Su tiempo ya había pasado, los años de esplendor quedaban lejos, perdidos en la memoria de la fértil Vega de Almería. El Cortijo Grande, que en otra época estuvo rodeado de árboles y palmeras, que llegó a cultivar hermosas plantaciones de panizo, cebada, remolacha y alfalfa, se fue quedando vacío, varado entre las vías del ferrocarril y las cortijás que sobrevivieron al avance irremediable de la ciudad. A comienzos de los años setenta sus campos se quedaron yermos y en los establos ya no había olor a estiércol ni se respiraba el aroma cálido de las vacas. Los árboles se fueron secando y las flores de los jardines se marchitaron en medio de tanta soledad. Las boqueras se llenaron de broza y el lugar se quedó desierto y se convirtió en un territorio de paso para los vecinos del Zapillo que cruzaban por aquellos arrabales para ir al barrio de Los Molinos a comprar la carne de los Díaz. Las mujeres, cuando pasaban delante de las tapias del cortijo, se santiguaban delante de una pequeña Virgen que encerrada en una hornacina de cristal bendecía aquellos parajes en los buenos tiempos. Los caminantes solían detenerse unos segundos ante la imagen para rezar en voz baja y pedirle alguna ayuda
Allí estaba, destacando en medio de los cortijos y de los huertos, el edificio que fue mansión de los Padres Jesuitas. En 1941, cuando la casa-convento fue bendecida e inaugurada como residencia de San Ignacio, destinada al retiro espiritual, los caminos que llegaban al Cortijo Grande se llenaban de gente cada vez que había ejercicios espirituales y la presencia constante de las monjas y de los jesuitas le dio un aire de ciudad a aquel paraje rural perdido en medio de la Vega. El primer coche que vieron circular por el camino que venía de la Ciudad Jardín fue el del médico Carlos Palanca cuando iba a la mansión de los jesuitas. Entonces rondaba la juventud por aquellos lugares, los grupos de muchachos y muchachas que acudían a fortalecer su alma, y que se mezclaban con los vegueros que cultivaban las tierras y cuidaban del ganado que les daba la carne y la leche. Cada dos semanas, la casa recibía a grupos de veinte jóvenes que durante cinco días quedaban alojados en sus habitaciones en régimen de internado.
────────────────
TAREAS A REALIZAR —
• 1. Traduce al inglés esta oración del texto sobre el Cortijo Grande: «El primer coche que vieron circular por el camino que venía de la Ciudad Jardín fue el del médico Carlos Palanca cuando iba a la mansión de los jesuitas.»
• 2. Continúa el texto sobre el Cortijo Grande desde su última oración.
────────────────
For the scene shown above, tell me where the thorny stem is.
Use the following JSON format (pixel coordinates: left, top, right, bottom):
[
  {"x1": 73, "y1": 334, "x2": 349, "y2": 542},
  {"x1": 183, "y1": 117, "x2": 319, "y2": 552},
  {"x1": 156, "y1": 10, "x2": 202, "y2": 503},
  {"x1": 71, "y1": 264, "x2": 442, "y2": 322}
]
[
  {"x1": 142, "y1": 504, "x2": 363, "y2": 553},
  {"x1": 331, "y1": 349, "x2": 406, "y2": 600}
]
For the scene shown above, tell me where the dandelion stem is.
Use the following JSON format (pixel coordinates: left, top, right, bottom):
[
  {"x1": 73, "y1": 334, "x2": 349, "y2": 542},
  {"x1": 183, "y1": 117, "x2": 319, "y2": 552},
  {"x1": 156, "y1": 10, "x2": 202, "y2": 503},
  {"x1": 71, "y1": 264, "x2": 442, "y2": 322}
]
────────────────
RESULTADOS POR TAREA —
• 1. The first car they saw traveling along the road that came from the Ciudad Jardín was that of the doctor Carlos Palanca on his way to the Jesuits' mansion.

• 2.
Cuando la residencia de los curas se quedó vacía, a finales de los años sesenta, la vida de aquellas cortijás también tenía sus horas contadas. En enero de 1970 utilizaron el convento como albergue para familias que habían resultado damnificadas en las últimas inundaciones, pero unas semanas después, el caserón se quedó abandonado para siempre. La imagen de un crucifijo derrumbado sobre la puerta y el ruido de las ventanas que se abrían y cerraban empujadas por el viento, le dieron un aire siniestro que alimentó de leyendas la imaginación de los niños que se internaban por aquel lugar en busca de aventuras. Los vegueros, para espantar a las pandillas, aseguraban que dentro de la finca había un cementerio y que los espíritus de los curas vagaban todavía por los pasillos buscando almas inocentes para reencarnarse.
El Cortijo Grande se convirtió entonces en un territorio aislado, en un lugar de paso que se llenaba de sombras y de miedos a medida que iba cayendo la noche. Impresionaba pasar por allí, delante de la vieja tapia venida a menos donde no quedaba más rastro de vida que la presencia de la figura de la Virgen refugiada en su polvorienta hornacina. En aquel mundo de sombras la silueta de la Casa de los Jesuitas parecía un fantasma en medio del páramo. Sobresalía como un gigante derrotado entre los cortijos solitarios, con su fachada mugrienta y llena de humedad, abierta por un ejército de ventanucos que se abrían y cerraban a capricho del viento. Arriba, en la azotea, una enorme cruz de escayola, rodeada de crucifijos de madera, le daba a la casa un aspecto más siniestro.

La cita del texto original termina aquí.